All of the data that follows should be retyped exactly as it appears.

____

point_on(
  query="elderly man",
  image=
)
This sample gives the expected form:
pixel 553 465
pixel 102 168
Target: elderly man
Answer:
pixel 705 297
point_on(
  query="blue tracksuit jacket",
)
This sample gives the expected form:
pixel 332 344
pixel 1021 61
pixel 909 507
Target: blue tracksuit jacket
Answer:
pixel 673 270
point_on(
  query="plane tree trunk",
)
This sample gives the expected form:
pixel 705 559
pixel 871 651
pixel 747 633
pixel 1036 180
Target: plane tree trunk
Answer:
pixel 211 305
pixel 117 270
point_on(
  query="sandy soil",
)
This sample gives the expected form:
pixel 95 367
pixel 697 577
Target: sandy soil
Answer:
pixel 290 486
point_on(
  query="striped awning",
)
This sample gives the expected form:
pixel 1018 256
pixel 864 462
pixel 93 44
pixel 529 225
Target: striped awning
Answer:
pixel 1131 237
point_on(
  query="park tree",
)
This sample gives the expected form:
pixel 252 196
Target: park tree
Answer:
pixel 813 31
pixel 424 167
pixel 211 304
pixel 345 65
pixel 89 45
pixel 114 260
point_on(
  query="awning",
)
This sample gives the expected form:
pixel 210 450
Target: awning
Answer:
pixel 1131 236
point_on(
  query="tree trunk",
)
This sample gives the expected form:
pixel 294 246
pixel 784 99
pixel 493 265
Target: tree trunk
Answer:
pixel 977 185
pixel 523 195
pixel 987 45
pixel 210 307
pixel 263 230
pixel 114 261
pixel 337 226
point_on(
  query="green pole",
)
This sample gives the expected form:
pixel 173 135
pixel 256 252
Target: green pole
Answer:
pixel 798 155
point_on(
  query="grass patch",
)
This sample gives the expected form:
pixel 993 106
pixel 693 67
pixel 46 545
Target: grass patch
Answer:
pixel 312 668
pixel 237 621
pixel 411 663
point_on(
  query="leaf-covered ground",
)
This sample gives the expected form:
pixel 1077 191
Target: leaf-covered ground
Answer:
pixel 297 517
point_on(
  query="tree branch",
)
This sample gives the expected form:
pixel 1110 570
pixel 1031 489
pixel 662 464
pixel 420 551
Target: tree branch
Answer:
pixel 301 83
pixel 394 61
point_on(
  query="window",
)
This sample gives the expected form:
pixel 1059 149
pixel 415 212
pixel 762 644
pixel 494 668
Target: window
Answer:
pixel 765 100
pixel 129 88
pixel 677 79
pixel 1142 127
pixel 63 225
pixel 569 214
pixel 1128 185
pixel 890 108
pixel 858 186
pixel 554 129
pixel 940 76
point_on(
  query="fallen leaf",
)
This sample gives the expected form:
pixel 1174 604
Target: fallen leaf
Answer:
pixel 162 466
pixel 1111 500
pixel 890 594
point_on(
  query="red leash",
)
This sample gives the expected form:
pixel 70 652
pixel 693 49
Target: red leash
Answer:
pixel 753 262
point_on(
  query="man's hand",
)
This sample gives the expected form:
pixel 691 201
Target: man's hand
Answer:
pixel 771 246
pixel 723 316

____

Task output:
point_on(
  query="elderly man",
  image=
)
This sample gives the expected form:
pixel 553 465
pixel 102 168
Target: elderly man
Answer:
pixel 705 297
point_on(
  query="blue tracksuit jacket",
)
This sample gives the expected form:
pixel 332 344
pixel 1021 61
pixel 909 507
Target: blue tracksuit jacket
Answer:
pixel 673 270
point_on(
  query="plane tree trunk",
)
This sample gives the expected form:
pixel 705 559
pixel 871 651
pixel 747 633
pixel 1036 180
Target: plane tree trunk
Answer:
pixel 211 305
pixel 117 270
point_on(
  query="sandy soil",
)
This sample gives the expected form:
pixel 95 367
pixel 697 577
Target: sandy soil
Answer:
pixel 290 486
point_on(
  query="striped awning",
)
This sample gives the expected form:
pixel 1018 256
pixel 864 462
pixel 93 44
pixel 529 225
Target: striped awning
Answer:
pixel 1131 237
point_on(
  query="park tree",
)
This sample gives the expected form:
pixel 252 196
Target: park tree
Answer:
pixel 813 31
pixel 424 167
pixel 211 304
pixel 345 65
pixel 89 45
pixel 114 260
point_on(
  query="awning",
)
This sample gives the expected form:
pixel 210 450
Target: awning
Answer:
pixel 1131 236
point_on(
  query="tree trunk",
)
This sample gives the expected form:
pixel 294 246
pixel 784 99
pixel 493 265
Target: tree trunk
Answer:
pixel 977 185
pixel 523 195
pixel 987 45
pixel 210 307
pixel 263 230
pixel 114 261
pixel 337 226
point_on(
  query="green pole",
)
This sample gives the expected form:
pixel 173 135
pixel 256 252
Target: green pole
Answer:
pixel 798 155
point_on(
  query="grass patch",
)
This sample gives the expected form:
pixel 993 106
pixel 693 67
pixel 46 545
Target: grass patch
Answer:
pixel 312 668
pixel 237 621
pixel 411 663
point_on(
  query="leaf-covered ground",
)
This sample gives the expected form:
pixel 1077 191
Target: leaf-covered ground
Answer:
pixel 297 517
point_on(
  query="tree branch",
)
This sample gives the expected form:
pixel 1110 570
pixel 1031 489
pixel 662 464
pixel 420 551
Target: tree branch
Answer:
pixel 301 83
pixel 394 61
point_on(
  query="window",
)
This sample gives the expected form:
pixel 1059 149
pixel 415 212
pixel 762 644
pixel 494 668
Target: window
Answer:
pixel 765 100
pixel 129 88
pixel 677 79
pixel 1142 127
pixel 63 225
pixel 569 214
pixel 1128 185
pixel 890 108
pixel 858 186
pixel 554 129
pixel 940 76
point_on(
  query="fallen leaf",
)
This sample gives the expected form:
pixel 1174 604
Target: fallen leaf
Answer:
pixel 162 466
pixel 1111 500
pixel 890 594
point_on(
  query="red leash",
)
This sample gives the expected form:
pixel 70 652
pixel 693 49
Target: red leash
Answer:
pixel 753 262
point_on(
  query="man's hand",
)
This sample gives the expected form:
pixel 691 201
Target: man's hand
Answer:
pixel 771 246
pixel 723 316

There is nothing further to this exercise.